The pongal dish is traditionally prepared by boiling milk, in a group setting. When it starts to bubble, freshly harvested rice grains and cane sugar are added to the pot. As the dish begins to boil and overflow out of the vessel, one or more participants blow a conch called the sanggu while others shout with joy "Pongalo Pongal"! – lit. "may this rice boil over". This is symbolism for the shared wish of greater fortunes in the year ahead. In rural settings, the gathered women or neighbors sing "kuruvai trills" (traditional songs) while the pongal dish is cooking. The dish is offered to the gods and goddesses, sometimes to the village cows, and then shared by the community. Men traditionally offer prayers to the sun with the ''vanakkam'' posture in open, and then proceed to eat their meal. According to James Lochtefeld, the Pongal dish is first offered to Surya and Ganesha, and then shared with the gathered friends and family.

Tamils decorate their homes with banana and mango leaves and embellish the entrance space before homes, corridors or doors with decorative floral, festive or geometric patterns drawn using colored rice flour. These are called kolams.

Mattu Pongal 

Mattu Pongal is celebrated the day after Surya Pongal. Mattu refers to "cow, bullock, cattle", and Tamil people irrespective of religion, regard cattle as sources of wealth for providing dairy products, fertilizer, transportation and agricultural aid. On Mattu Pongal, cattle are decorated – sometimes with flower garlands or painted horns, they are offered bananas, a special meal and worshipped. Some decorate their cows with manjalthanni (turmeric water) and oil. Shikakai apply kungumam (kumkum) to their foreheads,  paint their horns, and feed them a mixture of venn pongal, jaggery, honey, banana and other fruits. Others bathe their cattle and prostrate before them with words of thanks for the help with the harvest.

In cities, the day marks the ritual visit to nearby temples and prayers there. Temples and communities hold processions by parading icons from the sanctum of the temple in wooden chariots, drama-dance performances encouraging social gatherings and renewal of community bonds. Other events during Pongal include community sports and games such as cattle race, the Jallikattu. The major cultural festivals on Pongal occur near Madurai.

Kanum Pongal 

Kanum Pongal, sometimes called the Kanu Pongal, the fourth day of the festival, marks the end of Pongal festivities for the year. The word kanum (kaanum) in this context means "to visit."  Many families hold reunions on this day. Communities organize social events to strengthen mutual bonds. Villagers cut and consume farm fresh sugarcane during social gatherings. Relatives, friends and neighbors visit to greet, while youngsters go out to meet seniors among the relatives and neighborhoods to pay respects and seek blessings, while some elders give the visiting children some pocket change as a gift.

• Short task 1
Translate this sentence from the Pongal text into Spanish: "Mattu Pongal is celebrated the day after Surya Pongal."
• Short task 2
Reproduce the part of the Pongal text that begins with "Mattu Pongal is" and ends with "with the harvest.", word for word.
• Short task 3
Extend the text on the Pongal festival, picking up after its final sentence.

• Data listing

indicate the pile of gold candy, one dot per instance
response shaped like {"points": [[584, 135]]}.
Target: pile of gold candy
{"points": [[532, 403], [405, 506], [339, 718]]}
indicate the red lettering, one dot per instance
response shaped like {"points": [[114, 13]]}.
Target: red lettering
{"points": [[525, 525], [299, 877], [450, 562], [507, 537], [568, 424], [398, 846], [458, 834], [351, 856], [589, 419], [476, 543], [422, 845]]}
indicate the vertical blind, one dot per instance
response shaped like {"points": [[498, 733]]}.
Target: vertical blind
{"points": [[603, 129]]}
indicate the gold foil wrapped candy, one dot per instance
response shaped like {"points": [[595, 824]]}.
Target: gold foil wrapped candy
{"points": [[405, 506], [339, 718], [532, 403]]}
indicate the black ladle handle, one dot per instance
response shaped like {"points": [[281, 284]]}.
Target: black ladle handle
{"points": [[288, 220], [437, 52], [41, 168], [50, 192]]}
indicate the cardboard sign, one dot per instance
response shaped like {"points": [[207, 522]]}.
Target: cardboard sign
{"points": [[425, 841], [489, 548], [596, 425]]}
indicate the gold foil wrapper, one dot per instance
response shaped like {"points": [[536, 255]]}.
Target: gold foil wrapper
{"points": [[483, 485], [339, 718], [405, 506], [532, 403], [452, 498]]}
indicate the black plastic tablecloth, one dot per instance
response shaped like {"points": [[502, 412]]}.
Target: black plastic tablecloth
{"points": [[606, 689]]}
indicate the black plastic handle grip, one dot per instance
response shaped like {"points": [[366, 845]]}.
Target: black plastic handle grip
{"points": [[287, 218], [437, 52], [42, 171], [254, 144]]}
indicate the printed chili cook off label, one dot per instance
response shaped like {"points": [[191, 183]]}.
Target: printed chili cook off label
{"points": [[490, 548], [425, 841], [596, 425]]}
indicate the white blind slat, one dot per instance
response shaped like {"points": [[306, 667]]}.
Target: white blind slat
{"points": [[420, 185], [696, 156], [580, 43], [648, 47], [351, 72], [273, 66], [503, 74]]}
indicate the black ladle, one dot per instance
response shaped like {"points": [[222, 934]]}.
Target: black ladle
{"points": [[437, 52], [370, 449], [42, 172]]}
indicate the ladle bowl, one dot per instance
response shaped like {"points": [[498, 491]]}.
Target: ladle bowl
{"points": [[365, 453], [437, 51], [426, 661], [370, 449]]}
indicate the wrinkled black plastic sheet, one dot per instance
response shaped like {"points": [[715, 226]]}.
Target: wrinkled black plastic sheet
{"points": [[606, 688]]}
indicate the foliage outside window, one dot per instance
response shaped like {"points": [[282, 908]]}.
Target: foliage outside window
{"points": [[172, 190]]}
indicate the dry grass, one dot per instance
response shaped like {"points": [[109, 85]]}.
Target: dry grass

• Task result 1
El Mattu Pongal se celebra el día después del Surya Pongal.

• Task result 2
Mattu Pongal is celebrated the day after Surya Pongal. Mattu refers to "cow, bullock, cattle", and Tamil people irrespective of religion, regard cattle as sources of wealth for providing dairy products, fertilizer, transportation and agricultural aid. On Mattu Pongal, cattle are decorated – sometimes with flower garlands or painted horns, they are offered bananas, a special meal and worshipped. Some decorate their cows with manjalthanni (turmeric water) and oil. Shikakai apply kungumam (kumkum) to their foreheads,  paint their horns, and feed them a mixture of venn pongal, jaggery, honey, banana and other fruits. Others bathe their cattle and prostrate before them with words of thanks for the help with the harvest.

• Task result 3
Kanu Pidi is a tradition observed on Mattu Pongal by women and young girls. They place a leaf of turmeric plant outside their home, and feed the leftover pongal dish and food from Surya Pongal to the birds, particularly crow. They pray for their brothers' well being, in a manner similar to Bhaiya dooj in north India. Brothers pay special tribute to their married sisters by giving gifts as affirmation of their filial love.

Pongala in Kerala
In Kerala – a state that shares historic cultural overlap with Tamils through Chera dynasty according to Sangam literature, the festival is called Pongala. The rituals including the cooking of milk-rice-jaggery dish, social visits, and the reverence for cattle is observed in Kerala communities. It is observed on the same day as Tamil Pongal, and is a limited state holiday in the districts of Wayanad, Idukki, Pathanamthitta, Palakkad, and Thiruvananthapuram.

Of particular note is the largest pilgrimage and annual gathering of women to the Attukal Bhagavati Temple near Thiruvanathapuram (Kerala). The Pongala festival falls according to the Malayalam calendar, in the month of Makaram-Kumbham (February–March). They gather and stay in the streets, town people host and help with the supplies, they cook together and offer the Pongala dish to the Hindu temple goddess Bhagavati (Parvati, or Durga-Kannaki). Free food is distributed to everyone on the streets.

While the Attukal Pongala pilgrimage and festival has roots in Tamil culture and temples, it attracts participation from women from other religions. The Attukal Pongala has been recognized by the Guinness Book of World Records as the largest gathering of women in the world, featuring an estimated 2.5 million women. The celebrations include dance (Kathakali) and musical performances by boys and girls, as well as major processions featuring the temple goddess.

Community Pongal

Community Pongal is an event where families gather at ceremonial worship. It becomes an important part of the worship, starting from selecting the pot, igniting the fire and other steps. Sugarcane sticks, bananas and coconuts are also offered.

Contemporary practices and related festivals

The Pongal festival maybe viewed more as a "social festival" since the contemporary celebrations do not necessarily link it to temple rituals. Temples and cultural centers organize the ritual cooking of Pongal dish, along with fairs (Pongal mela) with handicrafts, crafts, pottery, sarees, ethnic jewelry for sale. These sites hold traditional community sports such as Uri Adithal ("breaking a hanging mud pot while blindfolded"), Pallanguḻi and Kabbadi, as well as group dance and music performances in major cities and towns.

In Karnataka, the festival days are similar, except the dish is called "Ellu". Decorations and social visits are also common in many parts of Karnataka.

This day coincides with Makara Sankranthi, and Maghi (day after Lohri). It is celebrated in many parts of India, Nepal and Bangladesh.

Outside India
The festival is observed by the Tamil diaspora worldwide, including those in Malaysia, Mauritius, the Persian Gulf, Australia, New Zealand, South Africa, Singapore, United States, United Kingdom, and Canada. In 2017, Delegate David Bulova introduced a joint resolution HJ573 in the Virginia House of Delegates to designate January 14 of each year as Pongal Day.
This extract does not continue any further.